>> START

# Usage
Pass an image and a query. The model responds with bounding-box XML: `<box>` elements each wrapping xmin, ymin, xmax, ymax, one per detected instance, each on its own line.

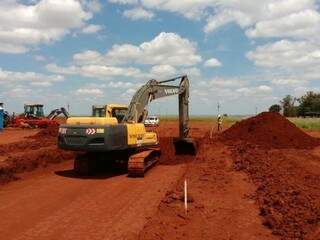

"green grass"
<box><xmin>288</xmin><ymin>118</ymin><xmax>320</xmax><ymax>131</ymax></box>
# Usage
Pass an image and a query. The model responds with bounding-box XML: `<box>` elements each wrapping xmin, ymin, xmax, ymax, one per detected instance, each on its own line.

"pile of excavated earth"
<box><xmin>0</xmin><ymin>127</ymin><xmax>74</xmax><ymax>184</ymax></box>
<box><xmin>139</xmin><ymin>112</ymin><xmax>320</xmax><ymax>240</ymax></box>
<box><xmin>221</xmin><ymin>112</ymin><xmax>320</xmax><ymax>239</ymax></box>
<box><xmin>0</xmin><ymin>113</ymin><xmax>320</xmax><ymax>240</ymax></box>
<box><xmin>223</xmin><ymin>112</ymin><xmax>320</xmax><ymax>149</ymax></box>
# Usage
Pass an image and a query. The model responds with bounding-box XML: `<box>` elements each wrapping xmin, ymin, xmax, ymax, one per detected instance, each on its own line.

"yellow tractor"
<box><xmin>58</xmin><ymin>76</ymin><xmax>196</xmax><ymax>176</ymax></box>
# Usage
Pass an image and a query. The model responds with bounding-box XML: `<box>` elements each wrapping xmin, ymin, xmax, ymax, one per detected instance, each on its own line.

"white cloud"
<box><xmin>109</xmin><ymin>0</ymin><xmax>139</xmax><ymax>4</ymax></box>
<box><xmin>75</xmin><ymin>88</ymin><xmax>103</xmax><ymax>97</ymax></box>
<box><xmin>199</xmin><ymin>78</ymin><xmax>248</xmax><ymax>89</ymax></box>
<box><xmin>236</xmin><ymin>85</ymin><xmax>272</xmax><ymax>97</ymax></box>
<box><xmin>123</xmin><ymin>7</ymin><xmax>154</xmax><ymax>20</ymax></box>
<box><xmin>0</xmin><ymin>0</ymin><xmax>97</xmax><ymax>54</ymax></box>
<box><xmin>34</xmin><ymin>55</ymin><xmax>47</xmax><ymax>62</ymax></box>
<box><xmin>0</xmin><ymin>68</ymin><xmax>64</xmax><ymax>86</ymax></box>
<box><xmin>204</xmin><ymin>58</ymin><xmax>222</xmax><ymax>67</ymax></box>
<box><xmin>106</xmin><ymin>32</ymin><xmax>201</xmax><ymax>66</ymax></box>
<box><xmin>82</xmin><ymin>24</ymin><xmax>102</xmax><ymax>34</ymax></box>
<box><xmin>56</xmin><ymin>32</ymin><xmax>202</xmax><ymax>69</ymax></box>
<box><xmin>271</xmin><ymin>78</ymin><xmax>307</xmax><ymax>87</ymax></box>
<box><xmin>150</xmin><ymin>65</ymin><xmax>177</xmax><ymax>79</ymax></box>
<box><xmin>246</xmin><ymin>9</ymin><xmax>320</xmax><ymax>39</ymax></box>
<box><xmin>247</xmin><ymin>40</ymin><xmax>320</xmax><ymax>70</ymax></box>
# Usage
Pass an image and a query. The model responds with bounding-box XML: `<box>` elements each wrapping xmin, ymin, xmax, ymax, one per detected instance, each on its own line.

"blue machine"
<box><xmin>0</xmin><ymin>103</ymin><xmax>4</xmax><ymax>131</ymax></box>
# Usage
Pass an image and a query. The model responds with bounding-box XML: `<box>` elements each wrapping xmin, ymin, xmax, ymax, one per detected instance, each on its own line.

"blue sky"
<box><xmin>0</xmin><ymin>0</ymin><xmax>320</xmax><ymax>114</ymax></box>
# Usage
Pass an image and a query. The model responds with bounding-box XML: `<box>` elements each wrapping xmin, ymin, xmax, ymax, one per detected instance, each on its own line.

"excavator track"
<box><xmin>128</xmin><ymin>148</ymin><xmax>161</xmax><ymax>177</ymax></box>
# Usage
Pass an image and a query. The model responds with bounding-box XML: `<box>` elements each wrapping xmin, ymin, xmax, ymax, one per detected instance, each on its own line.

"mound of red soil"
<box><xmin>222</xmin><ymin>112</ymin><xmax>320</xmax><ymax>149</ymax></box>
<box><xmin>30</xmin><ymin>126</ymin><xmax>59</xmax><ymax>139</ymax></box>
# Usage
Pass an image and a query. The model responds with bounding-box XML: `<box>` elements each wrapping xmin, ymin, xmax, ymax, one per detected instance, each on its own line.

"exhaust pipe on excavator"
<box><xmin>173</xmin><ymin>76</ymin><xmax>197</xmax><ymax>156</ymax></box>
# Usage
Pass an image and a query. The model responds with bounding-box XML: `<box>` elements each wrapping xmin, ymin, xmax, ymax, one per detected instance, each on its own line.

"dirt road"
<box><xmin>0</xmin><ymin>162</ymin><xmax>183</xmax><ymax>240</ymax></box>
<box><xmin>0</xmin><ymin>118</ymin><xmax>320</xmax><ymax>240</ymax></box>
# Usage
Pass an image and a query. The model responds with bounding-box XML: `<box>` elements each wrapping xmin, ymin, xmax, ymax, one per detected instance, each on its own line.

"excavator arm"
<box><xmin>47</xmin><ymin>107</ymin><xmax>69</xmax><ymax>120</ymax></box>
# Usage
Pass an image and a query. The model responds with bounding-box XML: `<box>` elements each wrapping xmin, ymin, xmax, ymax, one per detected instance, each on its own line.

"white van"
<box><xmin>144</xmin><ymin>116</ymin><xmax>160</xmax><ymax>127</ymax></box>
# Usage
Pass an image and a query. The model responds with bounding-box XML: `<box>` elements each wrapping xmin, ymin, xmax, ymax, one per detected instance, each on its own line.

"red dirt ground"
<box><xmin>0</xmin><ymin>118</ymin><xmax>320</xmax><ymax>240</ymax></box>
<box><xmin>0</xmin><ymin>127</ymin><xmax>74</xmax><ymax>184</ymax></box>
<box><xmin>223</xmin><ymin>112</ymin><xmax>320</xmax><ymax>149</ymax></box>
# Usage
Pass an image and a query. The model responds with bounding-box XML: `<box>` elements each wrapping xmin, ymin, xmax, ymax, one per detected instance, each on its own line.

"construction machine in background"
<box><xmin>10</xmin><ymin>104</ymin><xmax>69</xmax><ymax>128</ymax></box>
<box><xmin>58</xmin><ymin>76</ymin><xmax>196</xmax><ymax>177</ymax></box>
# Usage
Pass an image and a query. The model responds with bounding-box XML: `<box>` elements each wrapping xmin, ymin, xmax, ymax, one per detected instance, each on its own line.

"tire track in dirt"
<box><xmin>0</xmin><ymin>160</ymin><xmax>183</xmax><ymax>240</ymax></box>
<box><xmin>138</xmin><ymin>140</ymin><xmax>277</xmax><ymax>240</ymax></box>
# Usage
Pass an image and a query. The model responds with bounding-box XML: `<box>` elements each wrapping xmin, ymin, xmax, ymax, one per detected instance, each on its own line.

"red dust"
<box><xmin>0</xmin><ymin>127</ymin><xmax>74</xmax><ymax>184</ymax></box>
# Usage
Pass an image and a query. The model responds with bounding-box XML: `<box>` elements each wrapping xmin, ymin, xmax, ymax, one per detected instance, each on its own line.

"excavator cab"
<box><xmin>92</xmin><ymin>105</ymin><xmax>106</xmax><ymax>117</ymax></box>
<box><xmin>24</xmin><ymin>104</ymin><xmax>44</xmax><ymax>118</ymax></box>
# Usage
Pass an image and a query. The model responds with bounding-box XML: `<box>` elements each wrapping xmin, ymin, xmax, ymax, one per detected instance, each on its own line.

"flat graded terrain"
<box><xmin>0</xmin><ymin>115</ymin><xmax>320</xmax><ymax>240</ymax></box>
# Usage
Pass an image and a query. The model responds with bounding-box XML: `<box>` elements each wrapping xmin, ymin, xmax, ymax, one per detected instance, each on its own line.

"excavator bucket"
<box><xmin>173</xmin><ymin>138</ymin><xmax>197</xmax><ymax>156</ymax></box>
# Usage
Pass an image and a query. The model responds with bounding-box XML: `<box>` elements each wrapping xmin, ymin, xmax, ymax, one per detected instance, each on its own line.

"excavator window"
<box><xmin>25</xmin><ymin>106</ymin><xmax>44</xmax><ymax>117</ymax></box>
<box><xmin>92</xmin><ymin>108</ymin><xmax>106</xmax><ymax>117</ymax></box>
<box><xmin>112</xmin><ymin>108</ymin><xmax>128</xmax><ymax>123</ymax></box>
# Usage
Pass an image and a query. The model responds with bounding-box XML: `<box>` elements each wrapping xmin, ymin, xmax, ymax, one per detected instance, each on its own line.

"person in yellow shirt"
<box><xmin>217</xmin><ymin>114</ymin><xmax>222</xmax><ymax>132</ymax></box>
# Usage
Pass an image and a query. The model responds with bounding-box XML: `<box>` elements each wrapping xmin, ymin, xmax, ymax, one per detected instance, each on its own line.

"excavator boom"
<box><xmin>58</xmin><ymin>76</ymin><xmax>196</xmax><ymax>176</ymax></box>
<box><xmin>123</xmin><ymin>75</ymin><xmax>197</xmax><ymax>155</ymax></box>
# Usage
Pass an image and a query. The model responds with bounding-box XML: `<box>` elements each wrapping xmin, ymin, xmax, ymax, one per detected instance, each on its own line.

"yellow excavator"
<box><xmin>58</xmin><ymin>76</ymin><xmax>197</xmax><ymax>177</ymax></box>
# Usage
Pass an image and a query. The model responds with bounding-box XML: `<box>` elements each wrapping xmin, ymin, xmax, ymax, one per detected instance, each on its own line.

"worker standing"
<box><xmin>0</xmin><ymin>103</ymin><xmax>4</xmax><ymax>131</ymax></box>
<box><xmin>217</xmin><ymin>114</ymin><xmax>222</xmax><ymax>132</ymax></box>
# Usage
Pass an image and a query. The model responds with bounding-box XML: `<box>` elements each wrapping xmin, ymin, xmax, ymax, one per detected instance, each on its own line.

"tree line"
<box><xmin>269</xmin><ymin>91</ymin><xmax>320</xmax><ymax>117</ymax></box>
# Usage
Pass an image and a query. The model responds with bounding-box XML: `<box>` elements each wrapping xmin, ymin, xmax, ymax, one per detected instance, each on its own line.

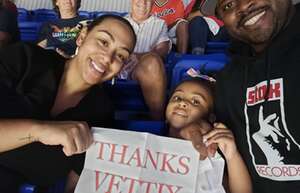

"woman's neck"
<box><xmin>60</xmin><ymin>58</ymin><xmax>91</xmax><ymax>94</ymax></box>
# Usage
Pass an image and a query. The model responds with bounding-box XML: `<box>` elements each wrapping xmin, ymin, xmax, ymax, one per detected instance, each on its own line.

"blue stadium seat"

>> END

## [EXERCISE PROMPT]
Pick out every line of the records that contains the word "yellow", matching case exactly.

## [SOLUTION FOR THIS TASK]
"yellow tractor"
"person in yellow shirt"
"yellow excavator"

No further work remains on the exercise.